-- Written exercise --
Reproduce nothing but the closing run of lines: the line with "Where can the sepia" and each line that follows it to the end of the data.

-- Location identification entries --
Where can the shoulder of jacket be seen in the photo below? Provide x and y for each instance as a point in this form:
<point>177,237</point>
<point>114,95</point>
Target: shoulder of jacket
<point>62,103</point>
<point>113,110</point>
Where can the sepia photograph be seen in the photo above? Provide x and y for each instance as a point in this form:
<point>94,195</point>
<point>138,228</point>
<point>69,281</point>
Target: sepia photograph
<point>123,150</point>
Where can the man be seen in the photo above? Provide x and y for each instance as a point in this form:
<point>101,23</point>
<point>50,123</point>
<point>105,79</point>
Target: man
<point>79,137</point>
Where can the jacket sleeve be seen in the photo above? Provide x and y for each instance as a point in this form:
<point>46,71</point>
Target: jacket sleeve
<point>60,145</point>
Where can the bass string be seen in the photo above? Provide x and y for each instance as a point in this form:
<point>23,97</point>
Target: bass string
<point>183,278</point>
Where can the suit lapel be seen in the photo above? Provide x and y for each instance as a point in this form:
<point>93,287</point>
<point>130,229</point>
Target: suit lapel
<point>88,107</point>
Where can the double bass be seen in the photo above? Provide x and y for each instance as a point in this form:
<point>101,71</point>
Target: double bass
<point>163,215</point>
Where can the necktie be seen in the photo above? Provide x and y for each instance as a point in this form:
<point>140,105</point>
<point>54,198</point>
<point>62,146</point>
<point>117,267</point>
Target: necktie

-- Task output --
Where can the sepia photograph be seen in the photo above? Provide x and y for each instance as a point in this form:
<point>94,195</point>
<point>138,228</point>
<point>69,281</point>
Target: sepia photograph
<point>123,150</point>
Where can the man be seen in the photo above? Provide x and y for each instance as a point in this form:
<point>101,23</point>
<point>50,123</point>
<point>105,79</point>
Target: man
<point>79,137</point>
Where can the jacket sleeve be seen in the photo above? Provide x and y for each instance as a point in this form:
<point>46,71</point>
Target: jacket sleeve
<point>60,145</point>
Where can the bass string be seen in the photo above? Provide x and y for each instance as a point in this form:
<point>23,97</point>
Target: bass string
<point>183,278</point>
Where can the suit lapel be seen in the photo above? Provide x and y for each instance as a point in this form:
<point>93,287</point>
<point>130,229</point>
Target: suit lapel
<point>88,107</point>
Where can the double bass be seen in the photo above? Provide x and y for each instance as a point in this form:
<point>101,71</point>
Target: double bass
<point>163,215</point>
Where can the necktie be seen in the photo above? Provide x and y for each instance as a point in this form:
<point>140,105</point>
<point>54,198</point>
<point>62,146</point>
<point>117,267</point>
Target: necktie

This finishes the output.